DATA TO USE
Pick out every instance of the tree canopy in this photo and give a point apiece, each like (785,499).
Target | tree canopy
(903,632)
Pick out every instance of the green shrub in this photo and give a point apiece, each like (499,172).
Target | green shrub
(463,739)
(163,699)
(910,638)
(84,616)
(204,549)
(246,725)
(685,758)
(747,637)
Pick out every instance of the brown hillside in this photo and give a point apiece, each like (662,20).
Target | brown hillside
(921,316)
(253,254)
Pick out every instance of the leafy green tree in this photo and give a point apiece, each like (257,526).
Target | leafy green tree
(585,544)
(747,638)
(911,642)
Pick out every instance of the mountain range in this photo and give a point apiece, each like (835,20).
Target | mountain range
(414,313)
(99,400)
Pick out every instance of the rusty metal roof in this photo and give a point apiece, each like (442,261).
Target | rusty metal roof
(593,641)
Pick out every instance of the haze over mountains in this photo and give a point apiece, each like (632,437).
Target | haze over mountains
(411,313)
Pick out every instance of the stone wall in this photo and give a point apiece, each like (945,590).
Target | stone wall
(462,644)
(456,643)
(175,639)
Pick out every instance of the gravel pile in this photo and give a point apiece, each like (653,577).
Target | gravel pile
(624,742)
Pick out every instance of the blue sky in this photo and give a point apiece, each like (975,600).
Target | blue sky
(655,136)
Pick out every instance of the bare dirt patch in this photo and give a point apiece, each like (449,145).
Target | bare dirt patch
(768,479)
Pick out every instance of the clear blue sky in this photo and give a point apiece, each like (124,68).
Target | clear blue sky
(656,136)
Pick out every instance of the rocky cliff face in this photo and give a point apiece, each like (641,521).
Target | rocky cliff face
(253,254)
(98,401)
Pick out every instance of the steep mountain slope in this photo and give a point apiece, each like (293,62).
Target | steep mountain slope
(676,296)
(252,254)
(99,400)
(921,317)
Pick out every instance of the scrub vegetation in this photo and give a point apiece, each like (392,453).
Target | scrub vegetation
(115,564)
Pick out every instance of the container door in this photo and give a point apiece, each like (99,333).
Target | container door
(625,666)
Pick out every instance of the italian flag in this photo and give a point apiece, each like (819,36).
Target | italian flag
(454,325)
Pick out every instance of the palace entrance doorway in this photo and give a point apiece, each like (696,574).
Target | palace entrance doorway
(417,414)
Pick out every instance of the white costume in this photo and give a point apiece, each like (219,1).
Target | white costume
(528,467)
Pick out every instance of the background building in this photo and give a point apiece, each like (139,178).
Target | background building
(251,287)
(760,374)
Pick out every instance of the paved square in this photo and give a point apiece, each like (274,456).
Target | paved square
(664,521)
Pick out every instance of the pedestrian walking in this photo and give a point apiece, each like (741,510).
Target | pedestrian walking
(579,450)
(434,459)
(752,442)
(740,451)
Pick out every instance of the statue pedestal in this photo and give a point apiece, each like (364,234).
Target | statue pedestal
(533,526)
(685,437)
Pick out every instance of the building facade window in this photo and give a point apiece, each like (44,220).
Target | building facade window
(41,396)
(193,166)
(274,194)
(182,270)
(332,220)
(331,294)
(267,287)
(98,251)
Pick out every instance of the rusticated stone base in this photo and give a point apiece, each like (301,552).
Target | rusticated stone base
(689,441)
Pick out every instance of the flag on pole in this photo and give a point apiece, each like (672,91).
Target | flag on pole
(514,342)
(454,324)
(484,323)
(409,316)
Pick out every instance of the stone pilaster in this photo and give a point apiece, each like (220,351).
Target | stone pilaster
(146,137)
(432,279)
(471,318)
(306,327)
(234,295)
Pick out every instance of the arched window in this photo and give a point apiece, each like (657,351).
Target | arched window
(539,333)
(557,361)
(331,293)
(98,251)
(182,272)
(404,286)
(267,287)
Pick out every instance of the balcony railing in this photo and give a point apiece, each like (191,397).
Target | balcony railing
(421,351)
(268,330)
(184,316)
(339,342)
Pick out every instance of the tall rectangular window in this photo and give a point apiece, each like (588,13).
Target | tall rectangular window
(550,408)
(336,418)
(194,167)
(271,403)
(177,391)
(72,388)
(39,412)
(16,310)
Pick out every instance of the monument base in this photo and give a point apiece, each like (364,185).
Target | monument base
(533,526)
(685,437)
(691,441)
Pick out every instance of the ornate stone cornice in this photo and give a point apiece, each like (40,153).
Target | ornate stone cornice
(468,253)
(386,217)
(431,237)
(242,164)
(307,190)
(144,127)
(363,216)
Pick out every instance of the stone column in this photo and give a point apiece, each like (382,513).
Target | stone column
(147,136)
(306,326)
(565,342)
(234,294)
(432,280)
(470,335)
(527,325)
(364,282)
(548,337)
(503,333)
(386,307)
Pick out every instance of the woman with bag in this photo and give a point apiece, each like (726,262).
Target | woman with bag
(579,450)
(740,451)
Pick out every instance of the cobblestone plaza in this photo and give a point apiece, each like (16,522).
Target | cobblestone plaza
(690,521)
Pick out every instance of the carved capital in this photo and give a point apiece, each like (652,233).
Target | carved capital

TO BE DONE
Output all of the items above as a numbered list, leaving out any blank lines.

COMPLETE OUTPUT
1. Pick out every instance of the tree canopy in this photo and give a point apiece, each like (785,499).
2. Target | tree canopy
3. (903,632)
4. Pick out every instance of the green shrub in this photo and give a point apiece, each like (499,172).
5. Target | green shrub
6. (463,739)
7. (163,699)
8. (910,638)
9. (84,616)
10. (204,549)
11. (246,725)
12. (685,758)
13. (747,637)
14. Pick out every instance of the brown hillside in this photo and give a point apiece, each like (662,20).
15. Target | brown hillside
16. (921,316)
17. (253,254)
18. Pick out every instance of the leafy green tree in this photo and give a point apiece, each like (257,526).
19. Target | leafy green tree
20. (585,544)
21. (747,638)
22. (911,642)
23. Pick out every instance of the mountain range in this photo and give a point apiece, each like (835,20).
24. Target | mountain range
25. (414,313)
26. (99,400)
27. Pick out every instance of the rusty metal roof in this photo and give a point apiece, each like (442,261).
28. Target | rusty metal roof
29. (593,641)
30. Pick out every instance of the haze over mountains in this photo and give a point apiece, each like (632,437).
31. Target | haze over mountains
32. (411,313)
33. Pick out every instance of the stone wall in this photo and give a point apiece, each like (945,590).
34. Target | stone wall
35. (462,644)
36. (456,643)
37. (175,639)
38. Pick out every instance of the gravel pile in this photo and give a point apiece, each like (653,577).
39. Target | gravel pile
40. (624,742)
41. Pick out every instance of the blue sky in this photo and give a point apiece, each like (975,600).
42. Target | blue sky
43. (655,136)
44. Pick out every instance of the bare dirt patch in this photo and give a point apiece, each like (449,145).
45. Target | bare dirt patch
46. (768,479)
47. Pick out every instance of the clear blue sky in this photo and give a point apiece, each like (124,68).
48. Target | clear blue sky
49. (656,136)
50. Pick out every instance of the rocky cliff face in this photo and give a point apiece, each like (641,521).
51. Target | rocky cliff face
52. (253,254)
53. (98,401)
54. Pick out every instance of the steep mountain slope in this photo and give a point apiece, each like (293,62).
55. Target | steep mountain slope
56. (676,296)
57. (252,254)
58. (99,400)
59. (921,317)
60. Pick out every instance of the scrub vegetation in this photo and give a point apiece, each like (392,453).
61. Target | scrub vegetation
62. (115,564)
63. Pick out every instance of the container door in this photo and give a point apiece, each like (99,333).
64. Target | container door
65. (625,666)
66. Pick out every instance of the italian flag in this photo and give a point apiece, each like (819,36).
67. Target | italian flag
68. (454,325)
69. Pick out every instance of the palace entrance doorway in this photo and give a point apiece, each like (696,574).
70. Target | palace entrance doorway
71. (417,414)
72. Pick out every instance of the white costume in this photo and give a point apiece, each like (219,1).
73. Target | white costume
74. (528,467)
75. Pick out every instance of the background building in this photo and give a point apiece, each like (139,178).
76. Target | background building
77. (251,287)
78. (760,374)
79. Pick out every instance of the paved square in this photo and give a point apiece, each like (274,456).
80. Target | paved square
81. (664,521)
82. Pick out every instance of the pedestrian walking in this photo and give a point apiece, each like (741,510).
83. Target | pedestrian walking
84. (579,450)
85. (434,459)
86. (752,442)
87. (740,451)
88. Pick out every instance of the statue pedestal in this photo and give a point apiece, each like (364,234).
89. Target | statue pedestal
90. (533,526)
91. (685,437)
92. Pick out every instance of the building facade window in this photo and give a point apiece, each like (44,220).
93. Target | building facade window
94. (41,396)
95. (193,166)
96. (274,194)
97. (182,270)
98. (332,220)
99. (331,294)
100. (267,287)
101. (98,251)
102. Pick out every instance of the rusticated stone base in this photo and give a point apiece, each like (301,552).
103. Target | rusticated stone base
104. (689,441)
105. Pick out every instance of the flag on pole in this photo and give a point apiece, each like (672,91).
106. Target | flag on pole
107. (514,342)
108. (454,324)
109. (484,323)
110. (409,316)
111. Pick out every instance of the stone pilaster in this photo and give a point apiece, each like (220,351).
112. Target | stone pilaster
113. (146,137)
114. (432,279)
115. (471,318)
116. (306,327)
117. (234,295)
118. Pick out every instance of the arched window in this photo and give a point apiece, each like (657,351).
119. Target | arched window
120. (539,333)
121. (557,361)
122. (331,293)
123. (98,251)
124. (182,272)
125. (404,286)
126. (267,287)
127. Pick out every instance of the balcony railing in this photo and give a point apiece, each like (191,397).
128. Target | balcony railing
129. (421,351)
130. (268,330)
131. (184,316)
132. (339,342)
133. Pick out every instance of the tall rectangular window in this photo and give a point apiece, each like (588,13).
134. Target | tall rectangular window
135. (550,408)
136. (336,418)
137. (194,167)
138. (271,403)
139. (177,391)
140. (72,388)
141. (39,412)
142. (16,310)
143. Pick out every instance of the monument base in this photo and give a point apiece, each like (364,185).
144. Target | monument base
145. (533,526)
146. (685,437)
147. (691,441)
148. Pick out every instance of the ornate stone cornice in this photo and give a point apiece, each like (40,153).
149. Target | ornate stone cornice
150. (468,253)
151. (386,217)
152. (431,237)
153. (242,164)
154. (307,190)
155. (144,127)
156. (363,216)
157. Pick out every instance of the stone column in this photo and give a point apiece, each like (382,513).
158. Target | stone column
159. (147,136)
160. (306,326)
161. (565,342)
162. (234,294)
163. (432,280)
164. (470,335)
165. (527,325)
166. (364,282)
167. (548,337)
168. (503,333)
169. (386,307)
170. Pick out every instance of the woman with bag in this photo and give a point apiece, each like (726,262).
171. Target | woman with bag
172. (579,450)
173. (740,451)
174. Pick out every instance of the cobblestone plaza in this photo and give a point apiece, each like (16,522).
175. Target | cobblestone plaza
176. (690,521)
177. Pick out every instance of the carved capital in this photo and give a point apiece, each like (652,233).
178. Target | carved capital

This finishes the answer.